Instruction:
Please return the records word for word, starting at the line that contains "Spot the horse's" and stopping after the line that contains "83), (104, 8)]". Leave the pictures out of your answer.

Record excerpts:
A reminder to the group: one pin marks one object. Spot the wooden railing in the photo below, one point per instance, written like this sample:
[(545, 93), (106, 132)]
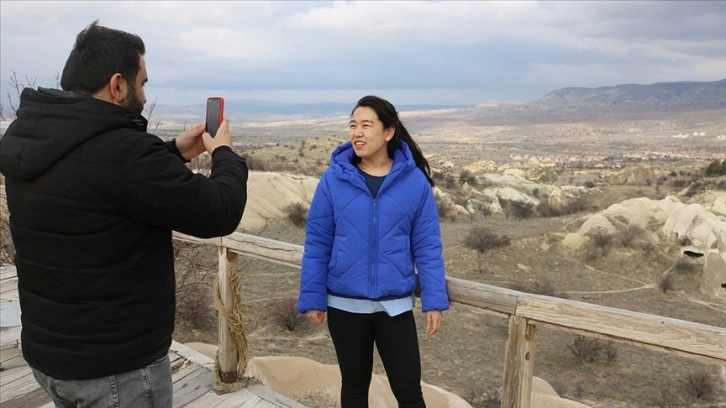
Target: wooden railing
[(524, 311)]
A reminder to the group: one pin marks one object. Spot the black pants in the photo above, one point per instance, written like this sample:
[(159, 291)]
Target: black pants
[(395, 337)]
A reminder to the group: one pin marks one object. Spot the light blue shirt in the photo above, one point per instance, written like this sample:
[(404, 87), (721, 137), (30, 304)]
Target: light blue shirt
[(392, 307)]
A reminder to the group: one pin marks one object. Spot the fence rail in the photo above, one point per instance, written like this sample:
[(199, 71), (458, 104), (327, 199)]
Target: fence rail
[(524, 311)]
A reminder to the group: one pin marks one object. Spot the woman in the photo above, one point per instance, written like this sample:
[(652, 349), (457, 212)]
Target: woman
[(372, 218)]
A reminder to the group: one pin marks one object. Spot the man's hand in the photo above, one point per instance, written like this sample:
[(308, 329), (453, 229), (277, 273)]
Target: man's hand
[(222, 138), (189, 143)]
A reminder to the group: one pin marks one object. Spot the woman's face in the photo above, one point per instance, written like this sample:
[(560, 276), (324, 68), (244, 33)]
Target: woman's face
[(369, 138)]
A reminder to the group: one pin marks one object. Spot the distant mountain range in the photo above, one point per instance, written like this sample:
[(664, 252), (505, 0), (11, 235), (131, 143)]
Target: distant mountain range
[(659, 96), (664, 96)]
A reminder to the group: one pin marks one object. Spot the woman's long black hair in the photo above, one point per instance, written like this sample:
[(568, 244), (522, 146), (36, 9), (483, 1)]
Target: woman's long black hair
[(387, 114)]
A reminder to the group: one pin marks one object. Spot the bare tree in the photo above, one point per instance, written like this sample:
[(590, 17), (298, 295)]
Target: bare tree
[(149, 111), (18, 87)]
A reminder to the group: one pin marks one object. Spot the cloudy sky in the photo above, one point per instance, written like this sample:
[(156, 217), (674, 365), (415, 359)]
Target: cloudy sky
[(410, 52)]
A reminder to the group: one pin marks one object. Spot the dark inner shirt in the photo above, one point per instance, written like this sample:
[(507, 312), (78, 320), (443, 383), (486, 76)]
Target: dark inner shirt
[(373, 182)]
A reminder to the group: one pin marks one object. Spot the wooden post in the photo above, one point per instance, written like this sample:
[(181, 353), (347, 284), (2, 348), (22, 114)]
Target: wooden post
[(227, 352), (518, 364)]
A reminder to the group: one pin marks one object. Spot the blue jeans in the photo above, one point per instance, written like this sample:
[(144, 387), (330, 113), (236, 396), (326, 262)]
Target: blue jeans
[(148, 387)]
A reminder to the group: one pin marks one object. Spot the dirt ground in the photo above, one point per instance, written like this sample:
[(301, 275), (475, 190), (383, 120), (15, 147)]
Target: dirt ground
[(467, 356)]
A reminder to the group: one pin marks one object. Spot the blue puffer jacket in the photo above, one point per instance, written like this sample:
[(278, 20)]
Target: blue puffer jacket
[(360, 247)]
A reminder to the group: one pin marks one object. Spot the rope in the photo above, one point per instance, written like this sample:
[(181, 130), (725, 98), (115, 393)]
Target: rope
[(233, 318)]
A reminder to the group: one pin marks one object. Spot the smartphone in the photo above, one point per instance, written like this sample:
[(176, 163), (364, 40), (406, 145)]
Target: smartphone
[(215, 114)]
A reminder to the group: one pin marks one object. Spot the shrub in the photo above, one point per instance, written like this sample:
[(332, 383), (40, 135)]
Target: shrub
[(466, 176), (517, 209), (287, 314), (666, 283), (194, 301), (481, 239), (685, 266), (195, 305), (588, 349), (598, 244), (297, 214)]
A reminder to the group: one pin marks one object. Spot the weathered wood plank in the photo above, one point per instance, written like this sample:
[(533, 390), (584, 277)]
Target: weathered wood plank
[(694, 339), (493, 298), (192, 386), (276, 399), (228, 355), (518, 364), (213, 400), (275, 251)]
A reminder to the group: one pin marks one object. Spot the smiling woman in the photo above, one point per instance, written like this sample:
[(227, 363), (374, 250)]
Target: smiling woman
[(372, 238)]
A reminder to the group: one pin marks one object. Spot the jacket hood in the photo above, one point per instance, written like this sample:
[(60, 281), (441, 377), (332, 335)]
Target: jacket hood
[(341, 160), (51, 123)]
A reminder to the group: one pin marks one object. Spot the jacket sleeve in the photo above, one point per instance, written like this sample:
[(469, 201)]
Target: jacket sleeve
[(428, 254), (319, 234), (161, 190)]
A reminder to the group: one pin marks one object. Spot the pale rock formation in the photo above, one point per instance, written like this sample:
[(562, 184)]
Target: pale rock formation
[(268, 193), (698, 231), (544, 396), (301, 378), (636, 175)]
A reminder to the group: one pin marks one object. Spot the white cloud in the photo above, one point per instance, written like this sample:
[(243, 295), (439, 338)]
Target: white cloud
[(478, 50)]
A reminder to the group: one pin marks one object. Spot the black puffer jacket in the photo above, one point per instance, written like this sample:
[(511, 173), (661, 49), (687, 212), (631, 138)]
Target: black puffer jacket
[(93, 199)]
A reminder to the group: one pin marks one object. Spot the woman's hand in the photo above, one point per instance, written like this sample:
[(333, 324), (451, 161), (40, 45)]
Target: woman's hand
[(317, 316), (433, 321)]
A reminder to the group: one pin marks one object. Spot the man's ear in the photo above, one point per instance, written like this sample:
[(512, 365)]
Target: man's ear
[(117, 88)]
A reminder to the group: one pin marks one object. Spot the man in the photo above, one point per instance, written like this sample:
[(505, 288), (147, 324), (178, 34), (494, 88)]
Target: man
[(93, 199)]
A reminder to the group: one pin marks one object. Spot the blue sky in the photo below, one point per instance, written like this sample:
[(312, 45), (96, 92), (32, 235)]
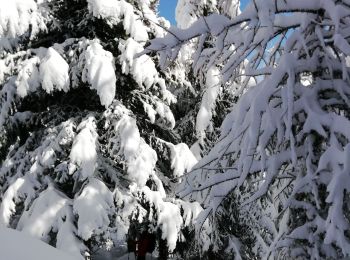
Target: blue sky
[(167, 9)]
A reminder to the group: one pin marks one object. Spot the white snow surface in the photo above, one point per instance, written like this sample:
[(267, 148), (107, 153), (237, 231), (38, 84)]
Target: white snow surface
[(83, 151), (139, 156), (54, 72), (116, 11), (99, 72), (93, 206), (182, 159), (210, 95), (15, 245), (16, 17)]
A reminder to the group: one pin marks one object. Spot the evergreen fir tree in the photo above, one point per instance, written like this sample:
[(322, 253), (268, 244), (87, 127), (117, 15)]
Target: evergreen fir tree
[(278, 178), (86, 130)]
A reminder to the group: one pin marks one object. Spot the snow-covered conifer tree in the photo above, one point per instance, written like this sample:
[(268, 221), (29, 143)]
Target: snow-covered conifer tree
[(87, 147), (276, 185)]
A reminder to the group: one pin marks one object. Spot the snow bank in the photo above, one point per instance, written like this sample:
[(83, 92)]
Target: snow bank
[(16, 245)]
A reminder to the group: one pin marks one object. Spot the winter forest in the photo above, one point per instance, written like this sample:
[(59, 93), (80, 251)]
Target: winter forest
[(225, 136)]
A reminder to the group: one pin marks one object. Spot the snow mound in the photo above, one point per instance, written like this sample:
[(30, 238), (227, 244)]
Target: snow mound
[(99, 72), (30, 248)]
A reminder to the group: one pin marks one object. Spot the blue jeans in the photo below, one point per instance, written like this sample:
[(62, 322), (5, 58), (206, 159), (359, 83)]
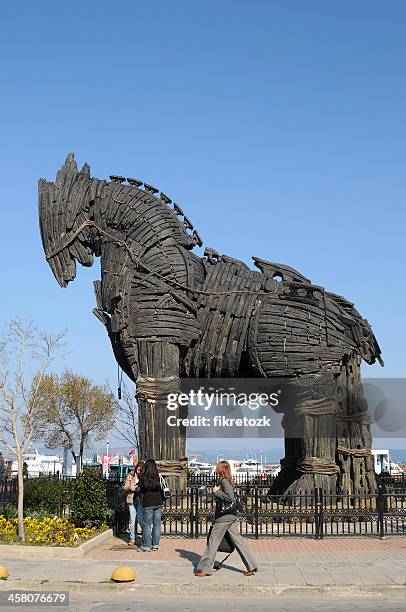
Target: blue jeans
[(152, 517), (133, 516)]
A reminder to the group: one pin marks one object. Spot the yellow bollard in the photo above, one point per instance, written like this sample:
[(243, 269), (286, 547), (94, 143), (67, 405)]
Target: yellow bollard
[(123, 573)]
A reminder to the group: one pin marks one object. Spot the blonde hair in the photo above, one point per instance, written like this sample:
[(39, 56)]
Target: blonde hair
[(223, 469)]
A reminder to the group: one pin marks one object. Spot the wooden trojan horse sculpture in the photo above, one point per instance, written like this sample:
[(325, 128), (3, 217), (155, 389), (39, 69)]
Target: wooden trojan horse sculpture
[(172, 314)]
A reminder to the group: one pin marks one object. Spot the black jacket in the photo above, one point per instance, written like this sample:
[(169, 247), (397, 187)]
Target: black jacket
[(150, 497)]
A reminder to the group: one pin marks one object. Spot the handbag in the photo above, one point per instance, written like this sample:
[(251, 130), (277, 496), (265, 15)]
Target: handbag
[(226, 545)]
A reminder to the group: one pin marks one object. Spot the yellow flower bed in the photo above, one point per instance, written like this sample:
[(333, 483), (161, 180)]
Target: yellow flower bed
[(48, 531)]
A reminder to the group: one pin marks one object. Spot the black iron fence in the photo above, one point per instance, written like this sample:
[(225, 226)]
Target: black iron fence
[(190, 513)]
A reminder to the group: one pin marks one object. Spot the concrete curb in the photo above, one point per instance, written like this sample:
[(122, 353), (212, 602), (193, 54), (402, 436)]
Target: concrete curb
[(16, 551), (199, 589)]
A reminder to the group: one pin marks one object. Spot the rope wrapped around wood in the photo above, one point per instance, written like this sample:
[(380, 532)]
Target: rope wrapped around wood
[(317, 407), (354, 452), (362, 418), (315, 465), (155, 389)]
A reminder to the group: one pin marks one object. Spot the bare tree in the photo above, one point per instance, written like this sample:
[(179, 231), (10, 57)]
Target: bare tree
[(26, 354), (75, 412), (126, 424)]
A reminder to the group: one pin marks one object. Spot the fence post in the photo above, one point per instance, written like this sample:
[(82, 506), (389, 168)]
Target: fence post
[(197, 514), (380, 507)]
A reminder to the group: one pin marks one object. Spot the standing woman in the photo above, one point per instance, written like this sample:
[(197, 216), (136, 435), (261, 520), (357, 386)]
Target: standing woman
[(130, 486), (224, 521), (151, 500)]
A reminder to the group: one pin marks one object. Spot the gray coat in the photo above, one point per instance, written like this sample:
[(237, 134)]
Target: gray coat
[(226, 494)]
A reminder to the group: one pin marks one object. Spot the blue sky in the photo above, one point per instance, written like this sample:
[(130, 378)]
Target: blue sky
[(278, 125)]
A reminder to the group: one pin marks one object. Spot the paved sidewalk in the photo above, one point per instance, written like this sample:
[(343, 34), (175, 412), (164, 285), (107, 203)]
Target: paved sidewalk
[(285, 566)]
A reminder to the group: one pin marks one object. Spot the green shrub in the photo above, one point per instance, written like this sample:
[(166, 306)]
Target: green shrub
[(45, 494), (88, 503)]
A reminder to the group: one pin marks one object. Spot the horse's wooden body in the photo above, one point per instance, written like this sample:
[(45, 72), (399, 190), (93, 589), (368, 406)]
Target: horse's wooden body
[(172, 314)]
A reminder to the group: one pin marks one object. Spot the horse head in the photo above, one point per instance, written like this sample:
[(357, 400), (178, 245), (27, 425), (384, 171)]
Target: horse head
[(66, 219)]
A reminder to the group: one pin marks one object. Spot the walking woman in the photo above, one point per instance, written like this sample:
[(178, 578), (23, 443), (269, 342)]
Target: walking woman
[(225, 522), (151, 497), (130, 486)]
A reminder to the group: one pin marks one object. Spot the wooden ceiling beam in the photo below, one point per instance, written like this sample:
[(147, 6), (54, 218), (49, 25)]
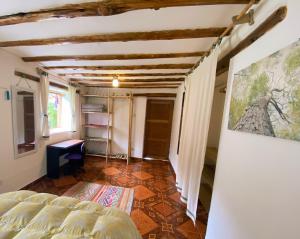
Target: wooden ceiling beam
[(129, 67), (121, 75), (120, 37), (133, 80), (131, 86), (160, 95), (278, 16), (113, 57), (131, 83), (104, 8)]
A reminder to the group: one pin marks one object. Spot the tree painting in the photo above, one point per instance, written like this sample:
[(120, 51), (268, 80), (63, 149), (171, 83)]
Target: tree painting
[(266, 96)]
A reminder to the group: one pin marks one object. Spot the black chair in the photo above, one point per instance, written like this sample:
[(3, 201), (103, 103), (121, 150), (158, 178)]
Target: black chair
[(76, 160)]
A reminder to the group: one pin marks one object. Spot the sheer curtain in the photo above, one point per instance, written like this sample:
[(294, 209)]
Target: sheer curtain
[(72, 92), (44, 84), (199, 96)]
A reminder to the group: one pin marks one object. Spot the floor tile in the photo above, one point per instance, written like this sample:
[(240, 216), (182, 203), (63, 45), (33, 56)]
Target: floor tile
[(142, 193), (144, 223), (164, 209), (64, 181), (111, 171), (142, 175)]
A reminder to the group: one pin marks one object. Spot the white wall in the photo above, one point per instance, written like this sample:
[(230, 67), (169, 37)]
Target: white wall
[(256, 192), (17, 173)]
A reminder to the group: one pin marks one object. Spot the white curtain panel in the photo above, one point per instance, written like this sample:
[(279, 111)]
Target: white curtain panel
[(196, 118), (72, 92), (44, 84)]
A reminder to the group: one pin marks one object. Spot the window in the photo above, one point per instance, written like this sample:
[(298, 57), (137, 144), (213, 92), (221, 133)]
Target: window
[(59, 110), (55, 110)]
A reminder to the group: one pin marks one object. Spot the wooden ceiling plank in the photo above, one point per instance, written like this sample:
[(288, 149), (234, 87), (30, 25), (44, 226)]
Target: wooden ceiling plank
[(120, 37), (181, 79), (278, 16), (132, 86), (160, 95), (104, 8), (129, 67), (113, 57)]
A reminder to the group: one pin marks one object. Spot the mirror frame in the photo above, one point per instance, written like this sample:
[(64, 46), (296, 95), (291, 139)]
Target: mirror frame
[(15, 90)]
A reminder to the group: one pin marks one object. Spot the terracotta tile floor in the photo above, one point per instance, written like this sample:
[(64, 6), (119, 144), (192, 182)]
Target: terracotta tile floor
[(157, 209)]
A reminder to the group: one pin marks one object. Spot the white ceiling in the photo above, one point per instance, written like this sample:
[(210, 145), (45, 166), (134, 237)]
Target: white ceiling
[(135, 21)]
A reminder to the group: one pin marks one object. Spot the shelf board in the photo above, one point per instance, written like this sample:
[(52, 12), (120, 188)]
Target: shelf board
[(96, 155), (95, 126), (98, 139)]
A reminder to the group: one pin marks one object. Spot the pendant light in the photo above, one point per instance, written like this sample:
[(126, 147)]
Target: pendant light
[(115, 82)]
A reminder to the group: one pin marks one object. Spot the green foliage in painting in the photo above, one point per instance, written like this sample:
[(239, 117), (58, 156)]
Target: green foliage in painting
[(259, 88), (238, 108), (266, 95)]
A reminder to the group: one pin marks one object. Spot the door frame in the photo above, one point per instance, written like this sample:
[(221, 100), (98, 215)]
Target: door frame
[(145, 127)]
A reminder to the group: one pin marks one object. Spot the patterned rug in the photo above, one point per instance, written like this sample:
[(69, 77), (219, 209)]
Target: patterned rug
[(107, 196)]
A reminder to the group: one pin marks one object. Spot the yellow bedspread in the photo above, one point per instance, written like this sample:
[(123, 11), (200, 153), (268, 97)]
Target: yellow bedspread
[(31, 215)]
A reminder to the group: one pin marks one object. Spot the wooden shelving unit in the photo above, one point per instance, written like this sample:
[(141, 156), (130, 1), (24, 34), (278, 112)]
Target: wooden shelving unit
[(102, 123), (98, 122)]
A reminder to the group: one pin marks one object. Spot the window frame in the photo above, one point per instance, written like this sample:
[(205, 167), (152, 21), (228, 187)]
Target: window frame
[(59, 127)]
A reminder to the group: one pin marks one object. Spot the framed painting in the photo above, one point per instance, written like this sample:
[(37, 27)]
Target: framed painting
[(265, 96)]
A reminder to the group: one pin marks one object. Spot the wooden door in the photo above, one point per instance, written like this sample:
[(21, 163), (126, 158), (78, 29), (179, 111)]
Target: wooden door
[(159, 115), (29, 133)]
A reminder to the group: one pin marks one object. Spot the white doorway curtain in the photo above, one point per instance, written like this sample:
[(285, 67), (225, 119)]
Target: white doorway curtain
[(44, 84), (196, 117)]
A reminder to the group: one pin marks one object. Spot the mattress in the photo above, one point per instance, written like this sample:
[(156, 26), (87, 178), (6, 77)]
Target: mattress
[(31, 215)]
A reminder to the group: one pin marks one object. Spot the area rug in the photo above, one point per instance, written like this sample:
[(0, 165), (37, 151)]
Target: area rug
[(105, 195)]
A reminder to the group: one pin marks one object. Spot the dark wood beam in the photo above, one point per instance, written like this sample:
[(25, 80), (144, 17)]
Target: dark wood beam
[(120, 37), (160, 95), (27, 76), (113, 57), (132, 83), (121, 75), (132, 80), (37, 79), (104, 8), (266, 26), (129, 67)]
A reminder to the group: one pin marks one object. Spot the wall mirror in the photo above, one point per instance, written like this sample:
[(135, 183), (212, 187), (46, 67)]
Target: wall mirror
[(24, 121)]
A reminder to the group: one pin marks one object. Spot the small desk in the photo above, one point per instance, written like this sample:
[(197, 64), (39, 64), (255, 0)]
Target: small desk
[(54, 151)]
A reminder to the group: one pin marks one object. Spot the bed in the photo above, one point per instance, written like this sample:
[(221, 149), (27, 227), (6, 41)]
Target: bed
[(31, 215)]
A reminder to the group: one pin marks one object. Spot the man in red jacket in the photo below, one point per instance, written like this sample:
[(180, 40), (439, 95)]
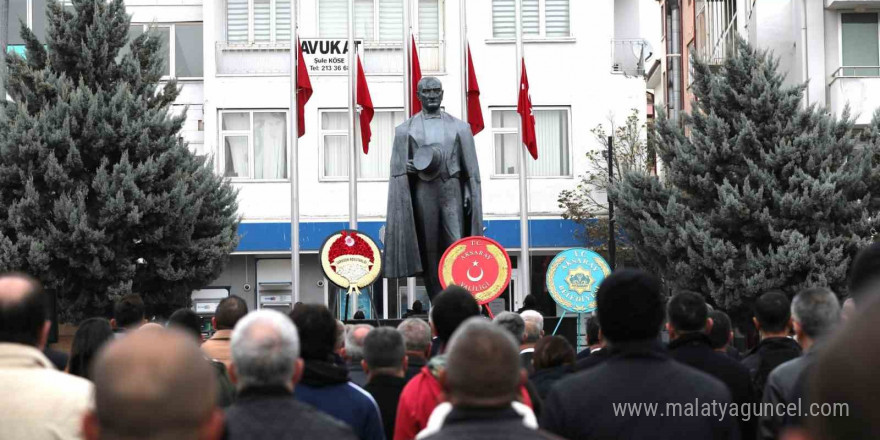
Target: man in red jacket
[(423, 393)]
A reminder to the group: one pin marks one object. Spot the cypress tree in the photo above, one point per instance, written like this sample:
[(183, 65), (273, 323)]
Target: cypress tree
[(757, 192), (99, 195)]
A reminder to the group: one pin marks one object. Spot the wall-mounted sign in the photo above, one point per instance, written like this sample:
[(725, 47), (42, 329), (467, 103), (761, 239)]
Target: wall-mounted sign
[(478, 264), (573, 278), (326, 56)]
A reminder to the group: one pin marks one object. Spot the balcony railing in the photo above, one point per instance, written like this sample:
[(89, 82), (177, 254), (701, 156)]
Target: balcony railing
[(274, 58)]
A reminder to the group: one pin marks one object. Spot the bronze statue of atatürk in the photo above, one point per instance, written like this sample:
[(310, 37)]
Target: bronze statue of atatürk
[(434, 193)]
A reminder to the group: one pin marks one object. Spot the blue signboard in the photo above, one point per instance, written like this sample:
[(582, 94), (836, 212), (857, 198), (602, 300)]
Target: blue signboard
[(573, 278)]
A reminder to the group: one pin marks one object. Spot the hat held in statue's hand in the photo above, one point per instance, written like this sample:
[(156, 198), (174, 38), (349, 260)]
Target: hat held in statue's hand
[(427, 160)]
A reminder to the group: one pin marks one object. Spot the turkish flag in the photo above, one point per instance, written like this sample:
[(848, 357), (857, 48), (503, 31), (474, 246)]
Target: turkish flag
[(524, 108), (366, 104), (475, 111), (416, 77), (303, 90)]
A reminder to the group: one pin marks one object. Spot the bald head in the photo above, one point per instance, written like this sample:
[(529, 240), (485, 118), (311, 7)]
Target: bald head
[(22, 310), (152, 384), (482, 366)]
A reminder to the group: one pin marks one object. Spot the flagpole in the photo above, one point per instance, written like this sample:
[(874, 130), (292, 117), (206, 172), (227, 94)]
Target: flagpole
[(294, 142), (462, 17), (524, 263), (407, 108)]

Task result:
A reminder to the group: one pin marks one object. Spot the horse's wooden body in the photo above, one point per instance, written like this sample:
[(45, 72), (399, 190), (93, 589), (368, 406)]
Target: horse's wooden body
[(172, 314)]
A reminder to the group: one pin marks one object. Spot the horse head in the photo above, one point per instance, written like this sample:
[(357, 400), (178, 245), (27, 425), (384, 171)]
Target: horse head
[(66, 219)]
A reminder to the group: one pin marks one object. Spot the walking woman in the photo above, one point per instance, written like this sample:
[(178, 578), (23, 443), (269, 342)]
Target: walking woman
[(225, 522), (151, 497), (130, 486)]
A reminder to the group: one pin marks one object. Spot the wooden ceiling beam in the photo below, one point per instance, written like this sample:
[(147, 6), (54, 218), (49, 25)]
Target: wooden ceiling beam
[(129, 67), (121, 75), (120, 37), (133, 80), (131, 86), (160, 95), (278, 16), (113, 57), (131, 83), (104, 8)]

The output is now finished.